AIM :: Please write out the data word for word, starting from its first line and ending with the line that contains "point(192, 119)", including that line.

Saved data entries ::
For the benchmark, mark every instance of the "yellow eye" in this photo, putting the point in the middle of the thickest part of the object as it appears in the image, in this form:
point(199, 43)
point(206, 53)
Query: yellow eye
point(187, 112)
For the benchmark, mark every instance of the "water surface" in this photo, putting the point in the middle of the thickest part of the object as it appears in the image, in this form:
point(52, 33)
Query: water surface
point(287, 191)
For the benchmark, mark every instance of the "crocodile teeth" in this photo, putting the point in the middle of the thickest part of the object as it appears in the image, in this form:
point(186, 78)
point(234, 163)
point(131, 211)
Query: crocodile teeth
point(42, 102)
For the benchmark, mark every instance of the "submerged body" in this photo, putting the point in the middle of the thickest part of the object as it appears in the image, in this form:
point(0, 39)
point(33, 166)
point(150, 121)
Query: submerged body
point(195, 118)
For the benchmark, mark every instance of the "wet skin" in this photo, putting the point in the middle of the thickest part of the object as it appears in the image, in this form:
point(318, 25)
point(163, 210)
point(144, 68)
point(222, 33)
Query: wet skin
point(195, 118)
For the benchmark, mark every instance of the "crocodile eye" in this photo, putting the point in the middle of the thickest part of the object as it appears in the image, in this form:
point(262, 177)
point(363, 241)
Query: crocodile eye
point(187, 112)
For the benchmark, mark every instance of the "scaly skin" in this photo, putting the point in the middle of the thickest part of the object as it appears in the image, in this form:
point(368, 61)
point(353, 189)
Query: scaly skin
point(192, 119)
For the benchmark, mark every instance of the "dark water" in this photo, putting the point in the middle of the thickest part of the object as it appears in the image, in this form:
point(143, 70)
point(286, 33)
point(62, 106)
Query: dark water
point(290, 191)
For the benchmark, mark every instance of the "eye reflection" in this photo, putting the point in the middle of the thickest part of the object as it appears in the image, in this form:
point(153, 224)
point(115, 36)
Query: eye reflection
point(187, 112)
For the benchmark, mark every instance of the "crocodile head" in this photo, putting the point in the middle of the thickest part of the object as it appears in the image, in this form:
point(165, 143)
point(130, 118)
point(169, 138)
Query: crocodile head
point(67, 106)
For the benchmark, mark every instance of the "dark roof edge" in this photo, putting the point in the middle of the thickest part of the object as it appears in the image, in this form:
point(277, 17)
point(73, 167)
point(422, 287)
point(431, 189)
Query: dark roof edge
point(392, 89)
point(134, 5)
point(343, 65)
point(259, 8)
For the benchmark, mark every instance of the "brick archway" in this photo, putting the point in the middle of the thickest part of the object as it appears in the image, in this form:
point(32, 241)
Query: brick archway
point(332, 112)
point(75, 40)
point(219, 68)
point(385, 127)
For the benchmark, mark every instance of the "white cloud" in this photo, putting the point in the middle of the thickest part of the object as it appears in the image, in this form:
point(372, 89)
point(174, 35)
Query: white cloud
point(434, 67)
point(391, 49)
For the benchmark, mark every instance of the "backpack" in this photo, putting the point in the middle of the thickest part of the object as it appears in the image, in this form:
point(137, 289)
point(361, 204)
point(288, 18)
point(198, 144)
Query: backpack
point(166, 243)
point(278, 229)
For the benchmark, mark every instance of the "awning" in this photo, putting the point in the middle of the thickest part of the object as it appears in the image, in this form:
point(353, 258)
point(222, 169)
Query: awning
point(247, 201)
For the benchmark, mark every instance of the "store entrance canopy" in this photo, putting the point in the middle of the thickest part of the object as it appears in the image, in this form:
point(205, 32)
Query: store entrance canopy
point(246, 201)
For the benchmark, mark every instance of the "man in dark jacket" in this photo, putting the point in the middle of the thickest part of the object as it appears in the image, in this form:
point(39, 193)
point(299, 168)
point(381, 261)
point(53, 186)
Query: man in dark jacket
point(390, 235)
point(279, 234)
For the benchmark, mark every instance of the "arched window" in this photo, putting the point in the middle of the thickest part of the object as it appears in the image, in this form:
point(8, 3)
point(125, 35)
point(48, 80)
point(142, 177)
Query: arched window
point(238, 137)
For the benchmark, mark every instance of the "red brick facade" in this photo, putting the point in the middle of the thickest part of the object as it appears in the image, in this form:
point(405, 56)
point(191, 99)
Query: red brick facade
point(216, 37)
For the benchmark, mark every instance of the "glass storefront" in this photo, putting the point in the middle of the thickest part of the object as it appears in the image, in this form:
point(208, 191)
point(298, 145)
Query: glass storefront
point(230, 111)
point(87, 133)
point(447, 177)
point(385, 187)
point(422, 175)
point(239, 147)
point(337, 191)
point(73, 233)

COMPLETE OUTPUT ::
For the benchmark, mark every instance of the "yellow eye" in this photo, putting the point in the middle of the thickest part of the object as it appears in the image, in this form:
point(199, 43)
point(206, 53)
Query: yellow eye
point(187, 112)
For the benchmark, mark every instance of the "water surface" in this photo, putting the point in the middle of the thickest part of the object as it appears in the image, in this form:
point(52, 33)
Query: water surface
point(287, 191)
For the benchmark, mark every instance of the "crocodile teeth" in this photo, putting the point in the middle of the thickest part of the object as it appears in the image, in this form:
point(186, 78)
point(234, 163)
point(131, 211)
Query: crocodile teeth
point(42, 102)
For the benchmark, mark every instance of the "submerged body" in this photo, putting the point in the middle of the thickest part of the object as it appears in the image, in this form:
point(0, 39)
point(33, 166)
point(150, 121)
Query: submerged body
point(195, 118)
For the benchmark, mark every instance of the "wet skin" in this photo, putting the point in the middle of the thickest part of the object as it appears in the image, in this form:
point(318, 25)
point(163, 210)
point(144, 68)
point(222, 33)
Query: wet skin
point(195, 118)
For the benchmark, mark every instance of the "crocodile eye" in this photo, putting the point in the middle of the thickest part of the object as it appears in the image, in this form:
point(262, 177)
point(363, 241)
Query: crocodile eye
point(187, 112)
For the benchmark, mark every instance of the "scaly skin" in this photo, putting the point in the middle of the thickest part of the object as it appears in the image, in this form:
point(368, 61)
point(353, 189)
Query: scaly skin
point(192, 119)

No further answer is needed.